→ What is expected: Retype the records below word for word, leaving the pictures out of your copy.
+ + + + + + +
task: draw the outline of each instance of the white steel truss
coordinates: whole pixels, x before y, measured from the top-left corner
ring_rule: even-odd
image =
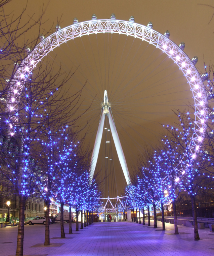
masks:
[[[131,22],[116,20],[96,20],[76,23],[59,29],[42,41],[31,51],[19,65],[10,83],[11,90],[7,108],[12,121],[11,133],[17,121],[16,110],[19,94],[28,76],[37,63],[51,51],[62,43],[78,37],[92,34],[116,33],[133,36],[147,42],[159,48],[171,58],[179,67],[189,85],[195,105],[195,131],[196,137],[190,142],[192,152],[200,150],[204,137],[208,117],[207,96],[201,77],[192,61],[183,50],[166,36],[151,28]],[[166,35],[166,36],[167,35]]]

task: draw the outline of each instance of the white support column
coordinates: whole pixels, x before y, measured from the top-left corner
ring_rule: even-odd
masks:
+ + + + + + +
→ Response to this task:
task: draw the outline of each instance of the white steel truss
coordinates: whole pixels, x before y, measured from the top-left corner
ring_rule: even-odd
image =
masks:
[[[131,22],[116,20],[96,20],[76,23],[59,29],[42,41],[31,51],[19,65],[10,83],[11,90],[7,108],[12,121],[11,133],[17,121],[16,110],[19,94],[28,76],[37,63],[51,51],[62,43],[78,37],[92,34],[116,33],[133,36],[147,42],[159,48],[171,58],[179,67],[189,85],[195,105],[195,131],[196,137],[190,142],[192,152],[200,150],[204,137],[208,117],[207,96],[201,77],[192,61],[183,50],[166,36],[151,28]],[[166,35],[166,36],[167,35]]]

task: draw the outline of each instance of the white support column
coordinates: whole pixels, x before y, measured from the top-left corner
ring_rule: even-odd
masks:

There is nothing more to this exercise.